Data: Begin

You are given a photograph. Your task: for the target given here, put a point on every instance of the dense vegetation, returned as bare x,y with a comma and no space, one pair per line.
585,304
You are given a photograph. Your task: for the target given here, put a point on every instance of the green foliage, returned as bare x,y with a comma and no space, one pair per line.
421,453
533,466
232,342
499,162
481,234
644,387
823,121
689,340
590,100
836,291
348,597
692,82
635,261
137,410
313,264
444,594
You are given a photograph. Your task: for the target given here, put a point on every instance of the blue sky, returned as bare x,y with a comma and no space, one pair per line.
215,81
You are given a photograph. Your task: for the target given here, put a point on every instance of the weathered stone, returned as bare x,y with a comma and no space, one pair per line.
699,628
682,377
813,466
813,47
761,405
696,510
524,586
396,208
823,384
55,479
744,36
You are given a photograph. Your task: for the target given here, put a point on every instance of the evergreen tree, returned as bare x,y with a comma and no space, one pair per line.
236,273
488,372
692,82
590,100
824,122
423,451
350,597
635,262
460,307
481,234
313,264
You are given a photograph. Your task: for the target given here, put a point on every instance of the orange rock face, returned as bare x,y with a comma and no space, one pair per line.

Data: End
Data: Begin

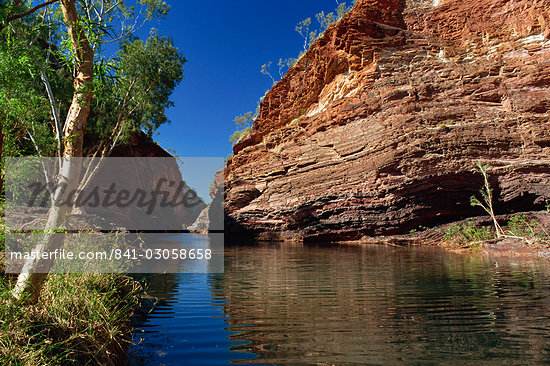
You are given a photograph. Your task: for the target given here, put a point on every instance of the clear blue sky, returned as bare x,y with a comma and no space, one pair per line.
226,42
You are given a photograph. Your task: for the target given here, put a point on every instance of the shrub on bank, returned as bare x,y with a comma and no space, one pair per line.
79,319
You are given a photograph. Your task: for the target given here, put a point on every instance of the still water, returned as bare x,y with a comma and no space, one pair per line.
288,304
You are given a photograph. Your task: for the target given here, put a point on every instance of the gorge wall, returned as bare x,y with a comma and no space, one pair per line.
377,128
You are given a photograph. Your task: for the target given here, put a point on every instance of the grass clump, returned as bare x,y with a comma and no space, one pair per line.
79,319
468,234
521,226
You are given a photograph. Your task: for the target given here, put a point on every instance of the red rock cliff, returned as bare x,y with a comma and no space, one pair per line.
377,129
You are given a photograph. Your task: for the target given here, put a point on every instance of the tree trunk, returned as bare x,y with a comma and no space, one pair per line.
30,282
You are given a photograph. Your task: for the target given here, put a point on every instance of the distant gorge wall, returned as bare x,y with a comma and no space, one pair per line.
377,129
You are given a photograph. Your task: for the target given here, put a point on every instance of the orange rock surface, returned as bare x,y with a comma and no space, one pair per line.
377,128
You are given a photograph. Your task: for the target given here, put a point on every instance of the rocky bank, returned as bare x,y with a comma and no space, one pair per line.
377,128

Data: End
Data: Begin

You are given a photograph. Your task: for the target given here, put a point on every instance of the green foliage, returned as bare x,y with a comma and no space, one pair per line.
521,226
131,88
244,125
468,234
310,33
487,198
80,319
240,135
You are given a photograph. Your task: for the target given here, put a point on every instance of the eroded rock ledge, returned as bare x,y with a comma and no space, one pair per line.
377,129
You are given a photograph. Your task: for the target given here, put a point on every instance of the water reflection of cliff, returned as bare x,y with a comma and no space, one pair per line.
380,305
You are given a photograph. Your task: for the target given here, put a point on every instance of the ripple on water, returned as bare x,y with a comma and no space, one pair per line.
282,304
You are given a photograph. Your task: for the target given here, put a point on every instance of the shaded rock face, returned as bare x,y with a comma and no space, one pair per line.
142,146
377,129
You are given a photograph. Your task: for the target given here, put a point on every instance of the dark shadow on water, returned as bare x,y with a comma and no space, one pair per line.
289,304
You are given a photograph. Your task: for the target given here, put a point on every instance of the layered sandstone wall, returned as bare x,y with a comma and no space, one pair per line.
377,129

Data: End

Print the lines above from the one with "of the blue" through the one with "orange rock face, returned", both included, exactly as written and nothing more.

You are given a photograph. Your task: for the target given here, put a point on every instance of the blue sky, returned as bare x,y with a comma and no space, one pair per line.
215,81
You are given a photograph. Your task: for the target given here, put a point on every instance of the weathered stone, returned as bare x,y with a comma and no space, one pair per line.
699,628
682,377
813,466
813,47
761,405
696,510
524,586
396,208
823,384
55,479
744,36
You are given a photograph. Your task: for the target given here, put a point on every instance of the evergreen tree, returned as bare x,y with a comma and no space, one pair per line.
236,273
488,372
692,82
590,100
824,122
423,451
350,597
635,262
460,307
481,234
313,264
You are given a photograph. Your task: for the target given here, put a point on every instance of the orange rock face, returned as bare x,y with a comma and no space, one pair per line.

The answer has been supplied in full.